**Required work**
Please rewrite the records below with every "instance" changed to "object" and everything else left as it is.

## begin Material for this exercise

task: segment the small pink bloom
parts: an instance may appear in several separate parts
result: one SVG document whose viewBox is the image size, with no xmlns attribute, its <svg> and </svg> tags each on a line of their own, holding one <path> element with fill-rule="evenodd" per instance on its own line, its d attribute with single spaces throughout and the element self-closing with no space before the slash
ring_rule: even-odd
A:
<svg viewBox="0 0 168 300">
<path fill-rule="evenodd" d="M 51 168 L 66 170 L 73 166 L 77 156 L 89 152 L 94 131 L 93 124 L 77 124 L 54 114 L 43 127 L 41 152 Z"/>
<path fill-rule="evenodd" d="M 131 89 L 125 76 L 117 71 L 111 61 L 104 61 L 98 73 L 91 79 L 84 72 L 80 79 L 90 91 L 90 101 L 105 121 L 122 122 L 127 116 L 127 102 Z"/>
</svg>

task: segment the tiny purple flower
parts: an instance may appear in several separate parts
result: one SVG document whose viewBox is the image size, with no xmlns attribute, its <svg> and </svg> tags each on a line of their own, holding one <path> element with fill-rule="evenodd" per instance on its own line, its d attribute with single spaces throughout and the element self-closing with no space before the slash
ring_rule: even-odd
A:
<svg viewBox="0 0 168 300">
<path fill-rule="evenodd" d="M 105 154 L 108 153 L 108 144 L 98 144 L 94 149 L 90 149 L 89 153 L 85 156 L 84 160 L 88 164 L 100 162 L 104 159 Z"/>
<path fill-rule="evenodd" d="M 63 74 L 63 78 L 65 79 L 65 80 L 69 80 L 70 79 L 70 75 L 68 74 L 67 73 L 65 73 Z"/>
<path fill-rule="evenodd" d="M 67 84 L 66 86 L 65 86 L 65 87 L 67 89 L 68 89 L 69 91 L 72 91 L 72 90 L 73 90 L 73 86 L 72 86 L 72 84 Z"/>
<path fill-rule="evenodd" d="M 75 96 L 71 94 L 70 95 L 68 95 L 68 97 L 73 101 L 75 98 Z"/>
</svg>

## end Material for this exercise

**Exercise result**
task: segment the small pink bloom
parts: an object may appear in several separate parts
result: one SVG document whose viewBox is the image size, with no xmlns attribute, its <svg> and </svg> tags each on a line of their own, holding one <path> element with fill-rule="evenodd" per object on its own line, its d attribute with single spaces throughout and the element self-closing with no space before the slash
ring_rule: even-odd
A:
<svg viewBox="0 0 168 300">
<path fill-rule="evenodd" d="M 51 168 L 66 170 L 73 166 L 77 156 L 89 152 L 94 131 L 93 124 L 77 124 L 54 114 L 43 127 L 41 152 Z"/>
<path fill-rule="evenodd" d="M 131 89 L 125 76 L 117 71 L 111 61 L 104 61 L 98 73 L 91 79 L 84 72 L 80 79 L 90 91 L 90 101 L 105 121 L 122 122 L 127 116 L 127 102 Z"/>
</svg>

task: segment the tiny purple flower
parts: an object may appear in several separate parts
result: one SVG document whose viewBox is the image size, with no xmlns attribute, its <svg> and </svg> tags each on a line of their own, holding one <path> element with fill-rule="evenodd" per object on its own line, its d attribute with single spaces throughout and the element self-closing with no space before the slash
ring_rule: even-odd
A:
<svg viewBox="0 0 168 300">
<path fill-rule="evenodd" d="M 105 154 L 108 153 L 108 144 L 98 144 L 94 149 L 90 149 L 89 153 L 85 156 L 84 160 L 88 164 L 100 162 L 104 159 Z"/>
<path fill-rule="evenodd" d="M 63 74 L 63 78 L 65 79 L 65 80 L 69 80 L 70 79 L 70 75 L 68 74 L 67 73 L 65 73 Z"/>
<path fill-rule="evenodd" d="M 67 84 L 66 86 L 65 86 L 65 87 L 67 89 L 68 89 L 69 91 L 72 91 L 72 90 L 73 90 L 73 86 L 72 86 L 72 84 Z"/>
<path fill-rule="evenodd" d="M 75 96 L 71 94 L 70 95 L 68 95 L 68 97 L 73 101 L 75 98 Z"/>
</svg>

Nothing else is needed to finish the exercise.